Storytelling im B2B ist immer noch eine Seltenheit. Viele Marketing-Verantwortliche im Business-to-Business (B2B)-Bereich setzen lieber auf rationalen Content, der schnelle Ergebnisse liefern soll. Whitepapers, SEO-Artikel und Co. werden am Fließband produziert. Emotionen, die durch eine gute Geschichte geweckt werden? Fehlanzeige.
Dabei zeigen Studien, dass Storytelling bei B2B-Zielgruppen wirkt – sogar 7-mal effektiver als eine auf Argumenten und Infos aufbauende Kommunikation. Emotionen sollten daher von Beginn an eine wesentliche Rolle im B2B-Marketing spielen.
Doch worauf kommt es beim Storytelling in der B2B-Kommunikation an? 10 Tipps.
1. Storytelling für wen und was
Wie bei jeder Kommunikationsmaßnahme sollte auch beim B2B-Storytelling die Zielgruppe genau definiert werden.
- Wenn will ich ansprechen (Buyer Personas)?
- Was ist der Anlass meiner Kommunikation (Pain Points der Zielgruppen)?
- Was soll meine Geschichte beim Empfänger auslösen (zum Beispiel eine Kaufentscheidung auslösen, Verständnis für komplexe Themen schaffen, Vertrauen aufbauen)
- Wie fügt sich das Storytelling in den Content Plan ein?

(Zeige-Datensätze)
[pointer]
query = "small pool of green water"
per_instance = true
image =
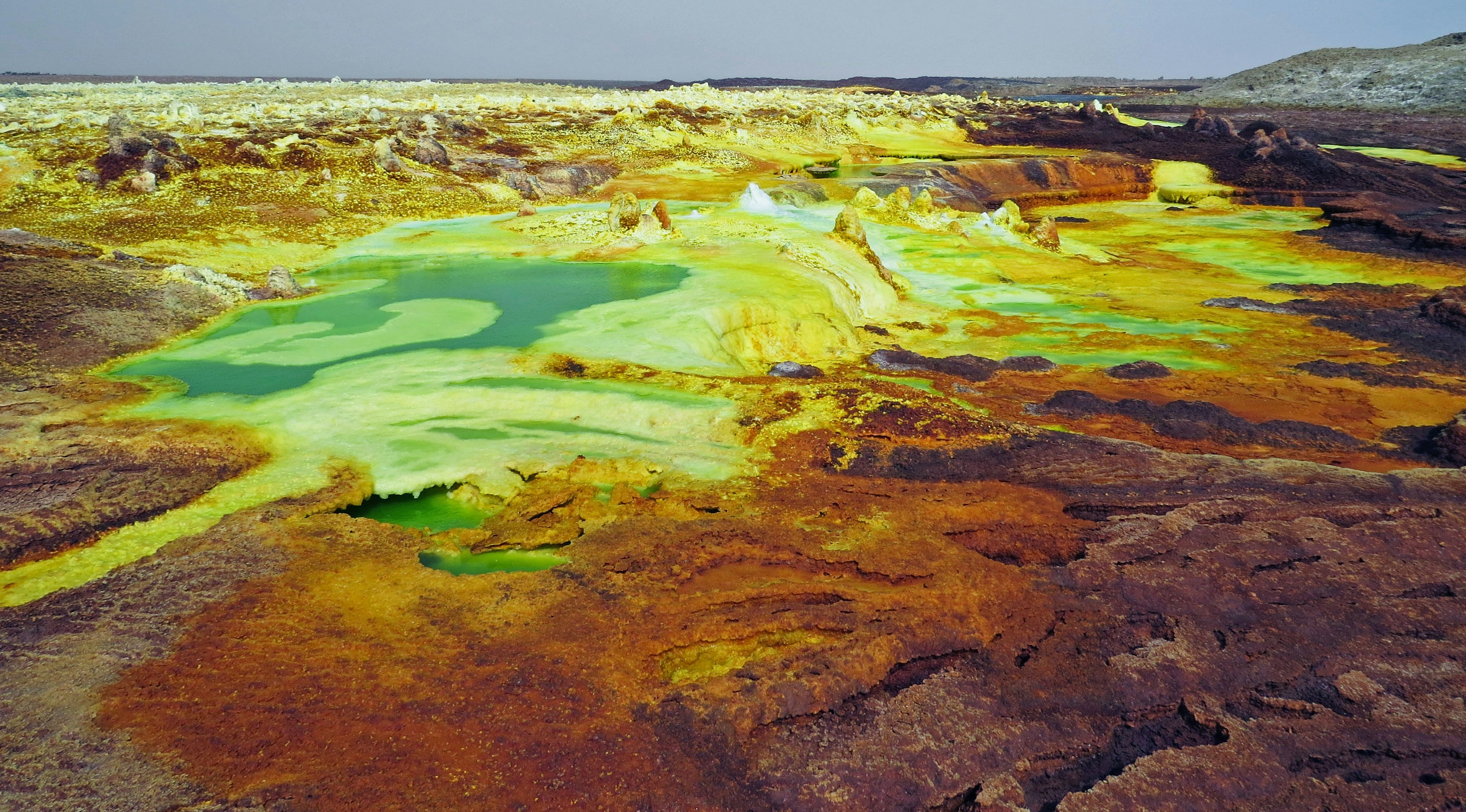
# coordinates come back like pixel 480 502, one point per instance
pixel 394 305
pixel 464 562
pixel 433 511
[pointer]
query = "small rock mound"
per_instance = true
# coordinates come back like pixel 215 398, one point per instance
pixel 1138 371
pixel 279 285
pixel 965 367
pixel 430 151
pixel 795 370
pixel 1245 304
pixel 625 214
pixel 1448 307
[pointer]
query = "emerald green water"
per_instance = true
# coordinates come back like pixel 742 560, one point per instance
pixel 398 304
pixel 464 562
pixel 433 511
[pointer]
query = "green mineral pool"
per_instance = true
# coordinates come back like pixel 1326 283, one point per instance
pixel 386 305
pixel 431 511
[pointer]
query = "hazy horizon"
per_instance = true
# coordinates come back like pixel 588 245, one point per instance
pixel 640 42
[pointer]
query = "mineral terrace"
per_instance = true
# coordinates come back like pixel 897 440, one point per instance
pixel 446 446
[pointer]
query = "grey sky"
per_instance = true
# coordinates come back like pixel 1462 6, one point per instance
pixel 697 39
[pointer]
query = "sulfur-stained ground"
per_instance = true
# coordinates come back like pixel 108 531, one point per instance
pixel 1140 491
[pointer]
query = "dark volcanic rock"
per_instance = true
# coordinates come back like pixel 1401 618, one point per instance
pixel 967 367
pixel 1195 659
pixel 1028 364
pixel 1138 370
pixel 795 370
pixel 1197 420
pixel 80 310
pixel 1245 304
pixel 1408 320
pixel 1448 307
pixel 430 151
pixel 558 181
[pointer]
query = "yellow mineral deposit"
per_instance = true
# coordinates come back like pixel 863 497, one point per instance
pixel 417 176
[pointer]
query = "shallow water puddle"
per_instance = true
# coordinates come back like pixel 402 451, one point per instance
pixel 433 511
pixel 398 304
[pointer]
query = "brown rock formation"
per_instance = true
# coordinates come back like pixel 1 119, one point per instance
pixel 849 230
pixel 429 151
pixel 978 185
pixel 625 213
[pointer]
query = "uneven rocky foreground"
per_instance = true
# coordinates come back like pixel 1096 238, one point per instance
pixel 986 456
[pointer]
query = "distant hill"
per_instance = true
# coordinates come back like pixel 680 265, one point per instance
pixel 1426 78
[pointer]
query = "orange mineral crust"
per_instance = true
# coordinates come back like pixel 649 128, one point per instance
pixel 421 446
pixel 361 678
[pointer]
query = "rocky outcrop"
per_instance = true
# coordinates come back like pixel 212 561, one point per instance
pixel 279 285
pixel 625 213
pixel 81 310
pixel 1138 371
pixel 849 230
pixel 1411 78
pixel 795 370
pixel 978 185
pixel 385 156
pixel 965 367
pixel 429 151
pixel 136 150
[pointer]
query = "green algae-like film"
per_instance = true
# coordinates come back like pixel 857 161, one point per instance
pixel 465 562
pixel 1412 156
pixel 433 511
pixel 458 301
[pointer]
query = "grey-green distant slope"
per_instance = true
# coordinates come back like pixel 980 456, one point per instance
pixel 1426 78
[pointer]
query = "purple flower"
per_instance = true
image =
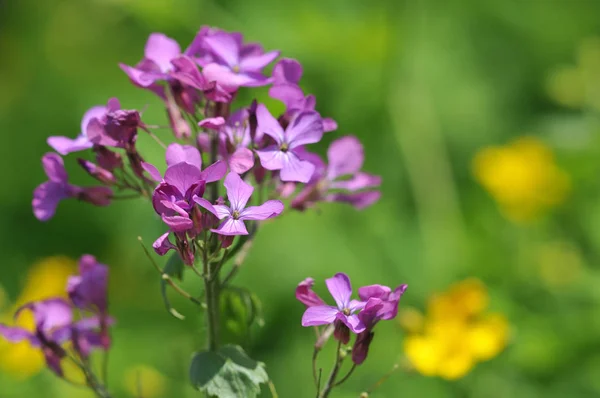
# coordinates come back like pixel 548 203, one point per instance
pixel 341 290
pixel 66 145
pixel 341 180
pixel 284 155
pixel 48 194
pixel 53 319
pixel 306 295
pixel 286 75
pixel 235 64
pixel 183 180
pixel 89 289
pixel 235 142
pixel 233 216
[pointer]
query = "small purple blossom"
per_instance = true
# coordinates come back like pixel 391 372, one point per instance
pixel 48 194
pixel 341 180
pixel 286 76
pixel 341 290
pixel 285 154
pixel 66 145
pixel 233 216
pixel 235 64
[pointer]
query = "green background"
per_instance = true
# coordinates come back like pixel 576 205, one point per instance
pixel 424 85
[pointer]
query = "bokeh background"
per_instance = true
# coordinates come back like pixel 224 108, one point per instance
pixel 482 118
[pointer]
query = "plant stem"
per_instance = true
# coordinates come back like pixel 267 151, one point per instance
pixel 334 372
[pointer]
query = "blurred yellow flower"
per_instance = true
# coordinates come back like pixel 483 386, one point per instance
pixel 45 279
pixel 456 332
pixel 522 177
pixel 143 380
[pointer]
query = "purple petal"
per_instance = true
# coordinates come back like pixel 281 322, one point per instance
pixel 143 77
pixel 182 176
pixel 267 124
pixel 46 198
pixel 152 171
pixel 208 206
pixel 94 112
pixel 329 125
pixel 359 200
pixel 238 191
pixel 306 295
pixel 287 70
pixel 230 80
pixel 353 322
pixel 340 288
pixel 161 49
pixel 17 334
pixel 241 160
pixel 295 169
pixel 162 245
pixel 177 153
pixel 358 182
pixel 269 209
pixel 306 128
pixel 226 46
pixel 231 227
pixel 212 122
pixel 66 145
pixel 54 168
pixel 221 211
pixel 178 223
pixel 271 158
pixel 377 291
pixel 319 315
pixel 257 62
pixel 214 172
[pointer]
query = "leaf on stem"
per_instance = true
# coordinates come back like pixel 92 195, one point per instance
pixel 227 373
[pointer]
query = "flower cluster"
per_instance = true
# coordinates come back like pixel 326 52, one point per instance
pixel 376 303
pixel 227 170
pixel 70 328
pixel 457 332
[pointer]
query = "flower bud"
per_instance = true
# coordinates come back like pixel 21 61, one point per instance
pixel 98 196
pixel 361 346
pixel 108 159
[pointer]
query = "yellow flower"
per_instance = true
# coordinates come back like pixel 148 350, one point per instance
pixel 47 278
pixel 142 380
pixel 522 177
pixel 456 333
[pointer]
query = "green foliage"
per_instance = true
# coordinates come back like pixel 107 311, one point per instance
pixel 227 373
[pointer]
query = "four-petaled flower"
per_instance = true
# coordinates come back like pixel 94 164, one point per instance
pixel 233 216
pixel 341 290
pixel 341 180
pixel 235 64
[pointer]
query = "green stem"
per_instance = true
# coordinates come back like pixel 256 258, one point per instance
pixel 334 372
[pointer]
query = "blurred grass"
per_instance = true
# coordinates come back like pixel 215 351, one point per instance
pixel 425 85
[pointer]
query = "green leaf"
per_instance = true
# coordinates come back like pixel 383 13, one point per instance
pixel 227 373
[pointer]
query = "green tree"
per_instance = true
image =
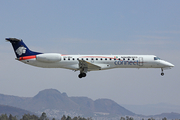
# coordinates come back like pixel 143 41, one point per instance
pixel 44 116
pixel 29 117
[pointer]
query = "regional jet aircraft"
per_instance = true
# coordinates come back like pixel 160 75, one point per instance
pixel 85 63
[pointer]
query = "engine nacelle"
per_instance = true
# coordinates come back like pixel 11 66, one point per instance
pixel 49 57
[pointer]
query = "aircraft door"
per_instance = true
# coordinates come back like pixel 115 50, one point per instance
pixel 140 61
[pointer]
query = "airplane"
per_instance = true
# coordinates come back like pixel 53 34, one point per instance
pixel 85 63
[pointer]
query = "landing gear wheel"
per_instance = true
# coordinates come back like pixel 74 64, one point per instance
pixel 82 75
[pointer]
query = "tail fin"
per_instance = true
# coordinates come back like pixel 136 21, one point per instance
pixel 20 49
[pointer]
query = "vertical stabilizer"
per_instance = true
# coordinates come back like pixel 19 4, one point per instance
pixel 20 49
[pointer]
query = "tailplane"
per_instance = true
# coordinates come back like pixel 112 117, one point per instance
pixel 20 49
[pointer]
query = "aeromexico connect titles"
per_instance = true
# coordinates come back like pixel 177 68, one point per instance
pixel 85 63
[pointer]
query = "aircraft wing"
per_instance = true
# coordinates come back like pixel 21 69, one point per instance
pixel 88 65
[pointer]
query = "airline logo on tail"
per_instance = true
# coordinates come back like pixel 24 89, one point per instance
pixel 21 50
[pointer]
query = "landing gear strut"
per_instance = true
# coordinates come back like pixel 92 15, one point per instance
pixel 82 75
pixel 162 72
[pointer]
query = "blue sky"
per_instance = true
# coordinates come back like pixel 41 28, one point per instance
pixel 93 27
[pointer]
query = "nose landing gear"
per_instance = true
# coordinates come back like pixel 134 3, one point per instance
pixel 162 72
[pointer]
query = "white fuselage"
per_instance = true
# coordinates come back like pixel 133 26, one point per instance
pixel 55 60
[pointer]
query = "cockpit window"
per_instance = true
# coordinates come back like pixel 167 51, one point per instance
pixel 157 58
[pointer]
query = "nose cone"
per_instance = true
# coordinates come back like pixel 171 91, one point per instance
pixel 166 64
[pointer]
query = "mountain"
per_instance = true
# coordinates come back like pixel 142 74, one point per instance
pixel 171 115
pixel 4 109
pixel 55 103
pixel 153 109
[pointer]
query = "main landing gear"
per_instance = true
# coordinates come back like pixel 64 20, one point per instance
pixel 162 72
pixel 82 75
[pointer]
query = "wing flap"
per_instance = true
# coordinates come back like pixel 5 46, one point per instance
pixel 88 65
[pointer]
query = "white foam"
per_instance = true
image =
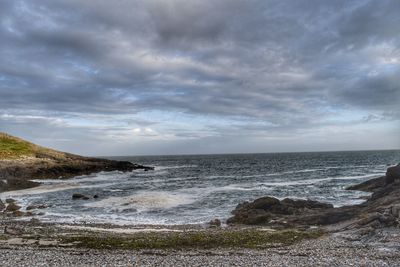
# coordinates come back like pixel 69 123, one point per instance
pixel 144 201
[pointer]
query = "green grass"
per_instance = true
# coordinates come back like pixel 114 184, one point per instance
pixel 11 148
pixel 193 239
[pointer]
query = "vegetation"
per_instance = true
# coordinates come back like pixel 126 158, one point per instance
pixel 12 147
pixel 193 239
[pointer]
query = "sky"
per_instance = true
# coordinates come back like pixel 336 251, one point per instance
pixel 100 77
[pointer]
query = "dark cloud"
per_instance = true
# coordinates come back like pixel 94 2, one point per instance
pixel 284 66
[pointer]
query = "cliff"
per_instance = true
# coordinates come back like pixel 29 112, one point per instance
pixel 22 161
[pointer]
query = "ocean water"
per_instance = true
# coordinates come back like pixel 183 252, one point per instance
pixel 195 189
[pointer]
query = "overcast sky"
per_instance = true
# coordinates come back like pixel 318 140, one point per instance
pixel 100 77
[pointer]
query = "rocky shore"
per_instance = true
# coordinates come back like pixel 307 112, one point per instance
pixel 21 162
pixel 380 210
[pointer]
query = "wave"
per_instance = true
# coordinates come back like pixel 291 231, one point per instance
pixel 146 200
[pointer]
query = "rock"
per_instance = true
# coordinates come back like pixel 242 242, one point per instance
pixel 10 200
pixel 393 174
pixel 12 207
pixel 18 213
pixel 79 196
pixel 13 230
pixel 395 210
pixel 34 221
pixel 35 207
pixel 269 210
pixel 215 223
pixel 369 186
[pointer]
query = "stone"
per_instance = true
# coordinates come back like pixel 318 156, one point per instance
pixel 393 174
pixel 215 223
pixel 10 200
pixel 395 210
pixel 79 196
pixel 13 207
pixel 18 213
pixel 35 207
pixel 13 230
pixel 2 206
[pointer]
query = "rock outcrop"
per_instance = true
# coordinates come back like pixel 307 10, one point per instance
pixel 19 166
pixel 382 209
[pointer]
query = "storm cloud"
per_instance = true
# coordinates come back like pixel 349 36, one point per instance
pixel 165 77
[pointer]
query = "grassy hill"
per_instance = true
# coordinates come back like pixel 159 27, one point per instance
pixel 22 161
pixel 15 148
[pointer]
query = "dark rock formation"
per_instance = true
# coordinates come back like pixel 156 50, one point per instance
pixel 2 206
pixel 382 209
pixel 17 171
pixel 79 196
pixel 271 211
pixel 12 207
pixel 215 223
pixel 35 207
pixel 393 174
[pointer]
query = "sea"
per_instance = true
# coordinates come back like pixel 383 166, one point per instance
pixel 194 189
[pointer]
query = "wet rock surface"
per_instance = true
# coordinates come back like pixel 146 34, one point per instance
pixel 381 210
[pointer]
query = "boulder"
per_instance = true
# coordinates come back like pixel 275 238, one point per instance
pixel 79 196
pixel 269 210
pixel 35 207
pixel 13 230
pixel 393 174
pixel 215 223
pixel 2 206
pixel 10 200
pixel 12 207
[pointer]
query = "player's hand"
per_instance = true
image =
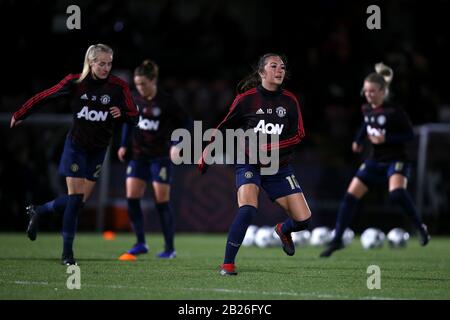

Geforderte Aufgabe A:
Gib den Auszug zum Storytelling im B2B vollständig und ohne jede Änderung wieder.
Geforderte Aufgabe B:
Tippe aus den Datensätzen den Abschnitt vom Beginn der Datensätze bis einschließlich der Zeile mit „pixel 640 42“ unverändert ab. Die Bilder lässt du in der Ausgabe weg.

Antwort A:
Storytelling im B2B ist immer noch eine Seltenheit. Viele Marketing-Verantwortliche im Business-to-Business (B2B)-Bereich setzen lieber auf rationalen Content, der schnelle Ergebnisse liefern soll. Whitepapers, SEO-Artikel und Co. werden am Fließband produziert. Emotionen, die durch eine gute Geschichte geweckt werden? Fehlanzeige.
Dabei zeigen Studien, dass Storytelling bei B2B-Zielgruppen wirkt – sogar 7-mal effektiver als eine auf Argumenten und Infos aufbauende Kommunikation. Emotionen sollten daher von Beginn an eine wesentliche Rolle im B2B-Marketing spielen.
Doch worauf kommt es beim Storytelling in der B2B-Kommunikation an? 10 Tipps.
1. Storytelling für wen und was
Wie bei jeder Kommunikationsmaßnahme sollte auch beim B2B-Storytelling die Zielgruppe genau definiert werden.
- Wenn will ich ansprechen (Buyer Personas)?
- Was ist der Anlass meiner Kommunikation (Pain Points der Zielgruppen)?
- Was soll meine Geschichte beim Empfänger auslösen (zum Beispiel eine Kaufentscheidung auslösen, Verständnis für komplexe Themen schaffen, Vertrauen aufbauen)
- Wie fügt sich das Storytelling in den Content Plan ein?

Antwort B:
[pointer]
query = "small pool of green water"
per_instance = true
image =
# coordinates come back like pixel 480 502, one point per instance
pixel 394 305
pixel 464 562
pixel 433 511
[pointer]
query = "small rock mound"
per_instance = true
# coordinates come back like pixel 215 398, one point per instance
pixel 1138 371
pixel 279 285
pixel 965 367
pixel 430 151
pixel 795 370
pixel 1245 304
pixel 625 214
pixel 1448 307
[pointer]
query = "emerald green water"
per_instance = true
# coordinates come back like pixel 742 560, one point per instance
pixel 398 304
pixel 464 562
pixel 433 511
[pointer]
query = "green mineral pool"
per_instance = true
# coordinates come back like pixel 1326 283, one point per instance
pixel 386 305
pixel 431 511
[pointer]
query = "hazy horizon"
per_instance = true
# coordinates come back like pixel 588 245, one point per instance
pixel 640 42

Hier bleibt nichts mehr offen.